* BEGIN Material for the task *
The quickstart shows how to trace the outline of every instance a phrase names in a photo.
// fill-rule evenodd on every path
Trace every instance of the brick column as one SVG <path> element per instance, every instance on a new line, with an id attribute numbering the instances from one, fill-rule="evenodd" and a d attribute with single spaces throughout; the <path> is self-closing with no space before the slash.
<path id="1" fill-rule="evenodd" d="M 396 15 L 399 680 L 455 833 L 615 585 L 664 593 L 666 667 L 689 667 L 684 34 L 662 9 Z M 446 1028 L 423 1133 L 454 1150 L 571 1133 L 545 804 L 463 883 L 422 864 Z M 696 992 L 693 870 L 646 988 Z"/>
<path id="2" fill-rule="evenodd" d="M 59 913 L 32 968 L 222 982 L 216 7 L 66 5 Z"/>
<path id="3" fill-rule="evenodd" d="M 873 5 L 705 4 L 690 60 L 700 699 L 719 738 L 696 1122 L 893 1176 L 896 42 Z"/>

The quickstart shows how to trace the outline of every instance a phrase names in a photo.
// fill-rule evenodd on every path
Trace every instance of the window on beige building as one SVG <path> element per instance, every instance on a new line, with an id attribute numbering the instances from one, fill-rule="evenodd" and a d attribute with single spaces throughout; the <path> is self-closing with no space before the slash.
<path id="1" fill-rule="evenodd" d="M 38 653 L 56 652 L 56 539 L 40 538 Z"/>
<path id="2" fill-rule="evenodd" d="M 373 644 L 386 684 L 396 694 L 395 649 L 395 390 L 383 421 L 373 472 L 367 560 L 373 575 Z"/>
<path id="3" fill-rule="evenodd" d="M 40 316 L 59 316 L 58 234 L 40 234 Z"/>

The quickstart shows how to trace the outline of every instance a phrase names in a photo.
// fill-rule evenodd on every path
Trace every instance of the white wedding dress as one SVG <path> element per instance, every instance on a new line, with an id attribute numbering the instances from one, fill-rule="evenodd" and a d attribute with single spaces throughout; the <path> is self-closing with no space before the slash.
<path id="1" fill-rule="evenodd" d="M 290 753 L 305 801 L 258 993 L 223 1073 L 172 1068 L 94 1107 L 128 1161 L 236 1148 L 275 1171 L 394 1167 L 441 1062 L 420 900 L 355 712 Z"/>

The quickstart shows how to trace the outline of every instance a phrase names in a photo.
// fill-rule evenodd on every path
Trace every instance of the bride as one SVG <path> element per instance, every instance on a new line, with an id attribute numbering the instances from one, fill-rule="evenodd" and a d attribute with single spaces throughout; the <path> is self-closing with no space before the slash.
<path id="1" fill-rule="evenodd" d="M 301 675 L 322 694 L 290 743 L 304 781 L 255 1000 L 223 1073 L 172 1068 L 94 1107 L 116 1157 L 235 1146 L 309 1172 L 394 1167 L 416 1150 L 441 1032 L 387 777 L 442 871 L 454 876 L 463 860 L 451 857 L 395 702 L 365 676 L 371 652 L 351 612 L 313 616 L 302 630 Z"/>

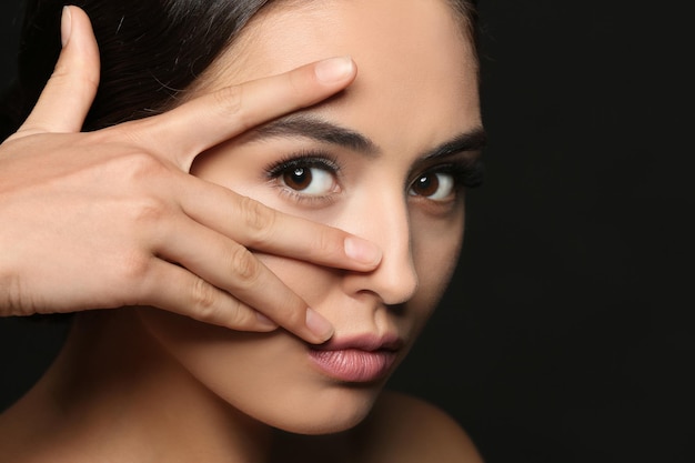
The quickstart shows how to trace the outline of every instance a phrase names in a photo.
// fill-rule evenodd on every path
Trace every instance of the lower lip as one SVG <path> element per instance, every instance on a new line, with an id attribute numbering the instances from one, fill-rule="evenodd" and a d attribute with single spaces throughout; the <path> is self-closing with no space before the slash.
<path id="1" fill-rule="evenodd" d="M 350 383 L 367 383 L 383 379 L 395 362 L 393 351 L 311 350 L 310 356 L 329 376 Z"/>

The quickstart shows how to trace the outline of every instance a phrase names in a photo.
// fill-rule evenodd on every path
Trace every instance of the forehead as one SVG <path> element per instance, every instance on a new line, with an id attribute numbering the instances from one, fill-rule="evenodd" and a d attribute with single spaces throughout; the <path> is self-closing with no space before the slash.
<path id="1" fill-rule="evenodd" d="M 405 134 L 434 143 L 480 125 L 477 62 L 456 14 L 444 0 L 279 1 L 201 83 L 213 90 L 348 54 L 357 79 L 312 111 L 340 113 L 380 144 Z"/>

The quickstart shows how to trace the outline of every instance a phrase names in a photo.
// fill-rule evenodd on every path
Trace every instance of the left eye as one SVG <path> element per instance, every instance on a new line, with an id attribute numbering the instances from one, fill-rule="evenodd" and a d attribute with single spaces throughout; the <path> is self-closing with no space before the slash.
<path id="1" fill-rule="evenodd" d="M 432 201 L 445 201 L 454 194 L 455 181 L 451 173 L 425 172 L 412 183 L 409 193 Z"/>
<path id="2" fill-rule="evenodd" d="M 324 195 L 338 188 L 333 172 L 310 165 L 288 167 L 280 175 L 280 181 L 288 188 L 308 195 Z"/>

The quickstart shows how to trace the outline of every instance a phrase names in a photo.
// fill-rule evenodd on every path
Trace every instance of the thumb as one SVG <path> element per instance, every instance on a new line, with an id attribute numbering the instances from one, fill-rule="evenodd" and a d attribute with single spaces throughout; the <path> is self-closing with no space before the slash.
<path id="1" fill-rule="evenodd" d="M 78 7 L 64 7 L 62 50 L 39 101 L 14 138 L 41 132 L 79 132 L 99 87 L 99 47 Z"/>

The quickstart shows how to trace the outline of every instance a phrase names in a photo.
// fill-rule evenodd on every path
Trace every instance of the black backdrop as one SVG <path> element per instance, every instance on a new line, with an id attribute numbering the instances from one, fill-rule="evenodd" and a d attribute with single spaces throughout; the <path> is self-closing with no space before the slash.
* END Material for the task *
Problem to work on: Give all the lines above as a numbered list, without the blank lines. Leave the pictures out of your answer.

Result:
1. The quickstart shows how to trace the outline of every instance a phrase names in a photo.
2. // fill-rule evenodd on every path
3. Trace every instance of the brick column as one SVG <path> element per instance, every instance on a new line, with an id attribute numbering the instances from one, fill-rule="evenodd" and a d attribute with single spaces throughout; the <path> is self-closing with no space before the slash.
4. <path id="1" fill-rule="evenodd" d="M 396 15 L 399 680 L 455 833 L 615 585 L 664 593 L 666 667 L 689 667 L 684 34 L 662 9 Z M 446 1028 L 423 1133 L 454 1150 L 571 1133 L 545 804 L 463 883 L 422 864 Z M 696 992 L 693 870 L 646 988 Z"/>
5. <path id="2" fill-rule="evenodd" d="M 59 913 L 32 968 L 222 982 L 216 7 L 66 5 Z"/>
6. <path id="3" fill-rule="evenodd" d="M 873 5 L 705 4 L 690 60 L 700 699 L 719 738 L 696 1122 L 893 1176 L 896 42 Z"/>
7. The quickstart shows how to trace the outline of every instance a phrase names in a photo.
8. // fill-rule evenodd on every path
9. Trace every instance of the window on beige building as one SVG <path> element per instance, every instance on a new line, with an id attribute numbering the instances from one, fill-rule="evenodd" and a d attribute with single spaces throughout; the <path> is self-closing with no space before the slash.
10. <path id="1" fill-rule="evenodd" d="M 38 653 L 56 652 L 56 539 L 40 538 Z"/>
11. <path id="2" fill-rule="evenodd" d="M 373 644 L 386 684 L 396 694 L 395 649 L 395 390 L 383 421 L 373 472 L 367 560 L 373 575 Z"/>
12. <path id="3" fill-rule="evenodd" d="M 40 316 L 59 316 L 58 234 L 40 234 Z"/>
13. The quickstart shows how to trace the outline of every instance a phrase names in a photo.
14. // fill-rule evenodd on every path
15. Trace every instance of the white wedding dress as one SVG <path> element per instance, every instance on a new line, with an id attribute numbering the instances from one, fill-rule="evenodd" and a d attribute with single spaces throughout; the <path> is self-closing with no space before the slash.
16. <path id="1" fill-rule="evenodd" d="M 290 753 L 305 801 L 258 993 L 223 1073 L 172 1068 L 94 1107 L 128 1161 L 236 1148 L 275 1171 L 394 1167 L 441 1062 L 420 900 L 355 712 Z"/>
17. The quickstart shows how to trace the outline of every instance a phrase names in a photo.
18. // fill-rule evenodd on every path
19. Trace every instance of the bride as one SVG <path> element per instance, every instance on a new line, with an id attribute numbering the instances from one, fill-rule="evenodd" and a d attribute with single spaces throughout; the <path> is self-closing with no space before the slash.
20. <path id="1" fill-rule="evenodd" d="M 301 675 L 322 694 L 290 743 L 304 781 L 255 1000 L 223 1073 L 172 1068 L 94 1107 L 116 1157 L 235 1146 L 309 1172 L 394 1167 L 416 1150 L 441 1032 L 387 777 L 442 871 L 454 876 L 463 860 L 451 857 L 395 702 L 365 676 L 371 652 L 351 612 L 313 616 L 302 630 Z"/>
21. The quickstart shows how to trace the outline of every instance a phrase names in a photo.
22. // fill-rule evenodd on every path
23. Trace every instance of the lower lip as one SVG <path> element per instance, every instance on a new line, with an id attribute numbering the instances from one, fill-rule="evenodd" and a d attribute with single spaces throughout; the <path> is self-closing with no space before the slash.
24. <path id="1" fill-rule="evenodd" d="M 350 383 L 367 383 L 383 379 L 395 362 L 393 351 L 311 350 L 310 356 L 329 376 Z"/>
25. The quickstart shows how to trace the outline of every instance a phrase names in a photo.
26. // fill-rule evenodd on every path
27. Trace every instance of the forehead as one SVG <path> element per instance, every instance on a new line, with an id attribute numbering the instances from one, fill-rule="evenodd" and a d attribute with single spaces throughout; the <path> is self-closing with no space before the slash.
28. <path id="1" fill-rule="evenodd" d="M 405 134 L 434 143 L 480 125 L 477 62 L 456 14 L 444 0 L 279 1 L 201 83 L 213 90 L 348 54 L 357 79 L 312 111 L 340 113 L 380 144 Z"/>
29. The quickstart shows how to trace the outline of every instance a phrase names in a photo.
30. // fill-rule evenodd on every path
31. Trace every instance of the left eye as one SVG <path> element per instance, every instance on a new line, with an id attribute numbering the instances from one, fill-rule="evenodd" and a d attribute with single spaces throughout; the <path> is self-closing with no space before the slash.
32. <path id="1" fill-rule="evenodd" d="M 432 201 L 445 201 L 454 194 L 455 181 L 451 173 L 425 172 L 412 183 L 409 193 Z"/>
33. <path id="2" fill-rule="evenodd" d="M 324 195 L 338 188 L 333 172 L 310 165 L 288 167 L 280 175 L 280 181 L 288 188 L 308 195 Z"/>
34. The quickstart shows how to trace the outline of every instance a phrase names in a photo.
35. // fill-rule evenodd on every path
36. Trace every instance of the thumb as one SVG <path> element per instance, every instance on a new line, with an id attribute numbering the instances from one, fill-rule="evenodd" and a d attribute with single spaces throughout; the <path> is self-closing with no space before the slash.
37. <path id="1" fill-rule="evenodd" d="M 78 7 L 64 7 L 62 50 L 39 101 L 14 138 L 41 132 L 79 132 L 99 87 L 99 47 Z"/>
38. The quickstart shows how to trace the outline of every instance a phrase names in a photo.
39. // fill-rule evenodd on every path
40. Trace every instance of the black backdrop as one SVG <path> element per instance, every instance on a new line, with an id attribute numbering the instances from one, fill-rule="evenodd" and a d attribute with single spaces throughout; the <path> is self-closing with no space before the slash.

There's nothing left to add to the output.